-- START OF Data provided --

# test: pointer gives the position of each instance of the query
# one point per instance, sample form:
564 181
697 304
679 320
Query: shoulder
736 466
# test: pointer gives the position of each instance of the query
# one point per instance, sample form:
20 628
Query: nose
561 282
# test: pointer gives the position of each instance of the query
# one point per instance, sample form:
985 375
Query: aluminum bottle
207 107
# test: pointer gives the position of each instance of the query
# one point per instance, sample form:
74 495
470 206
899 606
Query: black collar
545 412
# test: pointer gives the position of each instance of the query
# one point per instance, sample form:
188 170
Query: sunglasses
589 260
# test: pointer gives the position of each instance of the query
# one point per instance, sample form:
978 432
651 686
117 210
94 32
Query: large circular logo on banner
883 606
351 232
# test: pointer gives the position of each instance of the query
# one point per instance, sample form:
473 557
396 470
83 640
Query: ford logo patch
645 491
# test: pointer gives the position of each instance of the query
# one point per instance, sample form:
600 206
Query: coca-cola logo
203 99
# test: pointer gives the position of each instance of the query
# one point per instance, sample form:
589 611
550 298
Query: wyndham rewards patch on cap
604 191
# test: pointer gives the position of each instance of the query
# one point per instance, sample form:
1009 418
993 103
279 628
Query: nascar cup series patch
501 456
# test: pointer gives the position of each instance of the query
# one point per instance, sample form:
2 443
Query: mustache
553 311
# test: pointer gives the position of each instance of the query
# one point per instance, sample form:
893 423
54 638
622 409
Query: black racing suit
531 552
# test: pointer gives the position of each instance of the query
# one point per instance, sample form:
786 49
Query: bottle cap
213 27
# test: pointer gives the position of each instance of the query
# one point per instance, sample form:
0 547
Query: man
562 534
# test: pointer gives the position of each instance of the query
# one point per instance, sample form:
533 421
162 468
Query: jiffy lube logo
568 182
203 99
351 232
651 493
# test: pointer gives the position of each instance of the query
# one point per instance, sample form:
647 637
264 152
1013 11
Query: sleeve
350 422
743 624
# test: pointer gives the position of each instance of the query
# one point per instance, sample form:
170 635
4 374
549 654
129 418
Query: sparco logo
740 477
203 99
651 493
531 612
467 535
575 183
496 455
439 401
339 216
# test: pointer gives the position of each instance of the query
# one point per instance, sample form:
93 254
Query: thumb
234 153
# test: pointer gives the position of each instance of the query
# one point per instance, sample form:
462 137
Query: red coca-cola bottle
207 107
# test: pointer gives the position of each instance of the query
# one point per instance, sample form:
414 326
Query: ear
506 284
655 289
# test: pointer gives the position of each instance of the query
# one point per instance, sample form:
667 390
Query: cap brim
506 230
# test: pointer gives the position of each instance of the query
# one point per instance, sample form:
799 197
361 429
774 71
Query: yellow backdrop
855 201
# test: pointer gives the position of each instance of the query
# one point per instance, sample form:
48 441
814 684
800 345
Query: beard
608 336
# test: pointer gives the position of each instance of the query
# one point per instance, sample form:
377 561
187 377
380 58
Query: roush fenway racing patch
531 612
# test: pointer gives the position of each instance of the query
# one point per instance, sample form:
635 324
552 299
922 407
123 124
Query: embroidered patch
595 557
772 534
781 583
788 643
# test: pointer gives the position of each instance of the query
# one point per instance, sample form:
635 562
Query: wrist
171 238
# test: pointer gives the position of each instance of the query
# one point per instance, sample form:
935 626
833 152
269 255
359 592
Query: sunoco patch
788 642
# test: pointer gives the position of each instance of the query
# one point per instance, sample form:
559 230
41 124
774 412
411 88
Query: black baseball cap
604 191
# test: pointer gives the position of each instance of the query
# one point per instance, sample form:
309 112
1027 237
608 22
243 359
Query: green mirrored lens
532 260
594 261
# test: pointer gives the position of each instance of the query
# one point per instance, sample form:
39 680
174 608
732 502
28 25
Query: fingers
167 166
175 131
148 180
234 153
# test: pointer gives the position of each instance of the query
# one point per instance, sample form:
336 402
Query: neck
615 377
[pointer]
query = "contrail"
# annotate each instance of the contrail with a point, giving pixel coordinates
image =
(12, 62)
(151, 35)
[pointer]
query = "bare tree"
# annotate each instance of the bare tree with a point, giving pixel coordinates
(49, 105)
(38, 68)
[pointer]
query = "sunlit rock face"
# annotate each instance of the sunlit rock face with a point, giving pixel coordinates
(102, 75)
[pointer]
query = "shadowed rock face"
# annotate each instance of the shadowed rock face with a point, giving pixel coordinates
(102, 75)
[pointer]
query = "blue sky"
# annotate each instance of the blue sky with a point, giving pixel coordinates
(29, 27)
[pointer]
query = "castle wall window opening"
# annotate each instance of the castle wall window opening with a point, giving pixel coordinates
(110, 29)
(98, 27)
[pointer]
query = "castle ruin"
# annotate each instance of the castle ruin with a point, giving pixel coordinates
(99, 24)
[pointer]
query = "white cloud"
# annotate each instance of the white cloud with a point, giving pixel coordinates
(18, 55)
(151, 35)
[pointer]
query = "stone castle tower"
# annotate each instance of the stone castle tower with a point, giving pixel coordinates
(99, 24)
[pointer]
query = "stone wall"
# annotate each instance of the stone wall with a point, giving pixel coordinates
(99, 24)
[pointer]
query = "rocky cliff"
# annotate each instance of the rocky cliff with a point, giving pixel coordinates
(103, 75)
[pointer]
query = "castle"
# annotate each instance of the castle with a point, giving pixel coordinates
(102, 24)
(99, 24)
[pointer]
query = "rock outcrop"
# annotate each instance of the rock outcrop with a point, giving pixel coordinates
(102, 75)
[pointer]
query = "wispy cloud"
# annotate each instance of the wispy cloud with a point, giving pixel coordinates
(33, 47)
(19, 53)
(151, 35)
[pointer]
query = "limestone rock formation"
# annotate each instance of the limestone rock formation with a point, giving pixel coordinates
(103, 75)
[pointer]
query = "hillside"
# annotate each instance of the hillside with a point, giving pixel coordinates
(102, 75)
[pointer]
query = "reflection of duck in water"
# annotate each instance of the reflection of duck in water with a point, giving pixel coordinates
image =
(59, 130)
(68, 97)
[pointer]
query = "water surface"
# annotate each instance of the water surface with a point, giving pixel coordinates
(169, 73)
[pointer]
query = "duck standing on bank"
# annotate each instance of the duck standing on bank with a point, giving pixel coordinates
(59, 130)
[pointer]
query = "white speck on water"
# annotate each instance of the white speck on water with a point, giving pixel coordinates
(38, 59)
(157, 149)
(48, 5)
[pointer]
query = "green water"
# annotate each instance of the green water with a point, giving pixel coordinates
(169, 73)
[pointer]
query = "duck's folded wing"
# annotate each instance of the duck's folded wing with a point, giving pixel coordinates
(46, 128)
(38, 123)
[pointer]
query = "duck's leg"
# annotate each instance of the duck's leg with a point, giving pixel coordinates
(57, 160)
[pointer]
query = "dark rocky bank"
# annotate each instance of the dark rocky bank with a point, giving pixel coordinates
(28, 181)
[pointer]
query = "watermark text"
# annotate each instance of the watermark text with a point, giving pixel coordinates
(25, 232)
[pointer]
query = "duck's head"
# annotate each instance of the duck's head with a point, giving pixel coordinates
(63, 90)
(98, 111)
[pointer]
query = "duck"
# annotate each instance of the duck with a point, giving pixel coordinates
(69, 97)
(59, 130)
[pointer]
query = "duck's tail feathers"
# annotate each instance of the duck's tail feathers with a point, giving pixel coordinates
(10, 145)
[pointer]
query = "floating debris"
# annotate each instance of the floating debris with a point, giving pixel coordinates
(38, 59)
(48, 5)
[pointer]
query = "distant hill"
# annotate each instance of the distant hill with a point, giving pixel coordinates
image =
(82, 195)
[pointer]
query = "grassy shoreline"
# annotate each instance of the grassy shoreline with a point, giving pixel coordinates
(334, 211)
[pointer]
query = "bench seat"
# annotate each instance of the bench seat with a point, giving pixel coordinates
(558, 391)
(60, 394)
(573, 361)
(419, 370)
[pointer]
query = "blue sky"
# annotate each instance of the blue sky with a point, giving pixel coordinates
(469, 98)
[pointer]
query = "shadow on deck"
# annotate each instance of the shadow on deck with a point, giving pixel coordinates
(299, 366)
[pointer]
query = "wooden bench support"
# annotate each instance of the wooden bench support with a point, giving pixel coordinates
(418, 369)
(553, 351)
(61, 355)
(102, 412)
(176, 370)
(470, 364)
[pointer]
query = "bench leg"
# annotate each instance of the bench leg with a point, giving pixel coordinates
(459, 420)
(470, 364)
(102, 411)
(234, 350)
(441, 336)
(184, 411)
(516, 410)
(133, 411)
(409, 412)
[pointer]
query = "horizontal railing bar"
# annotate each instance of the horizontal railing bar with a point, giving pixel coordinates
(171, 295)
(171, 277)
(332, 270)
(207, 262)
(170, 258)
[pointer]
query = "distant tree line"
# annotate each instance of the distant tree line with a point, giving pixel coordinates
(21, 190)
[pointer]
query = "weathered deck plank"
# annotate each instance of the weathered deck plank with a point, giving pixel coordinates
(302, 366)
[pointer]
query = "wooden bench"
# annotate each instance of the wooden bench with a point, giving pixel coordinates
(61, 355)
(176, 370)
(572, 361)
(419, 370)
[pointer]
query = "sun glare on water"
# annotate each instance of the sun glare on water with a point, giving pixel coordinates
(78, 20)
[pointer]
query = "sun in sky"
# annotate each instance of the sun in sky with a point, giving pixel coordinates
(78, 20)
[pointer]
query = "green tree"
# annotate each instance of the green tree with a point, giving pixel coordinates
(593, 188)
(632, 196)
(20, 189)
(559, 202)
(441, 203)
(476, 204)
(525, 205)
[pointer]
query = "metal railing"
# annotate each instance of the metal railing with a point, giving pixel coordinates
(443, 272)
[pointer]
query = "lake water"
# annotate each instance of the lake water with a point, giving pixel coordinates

-- END OF Data provided --

- [Exercise details]:
Pull out each line of the rows above that contains the string "window", treating uppercase and lowercase as different.

- [Exercise response]:
query = "castle wall window opening"
# annotate each instance of the castle wall window opening with a point, giving pixel coordinates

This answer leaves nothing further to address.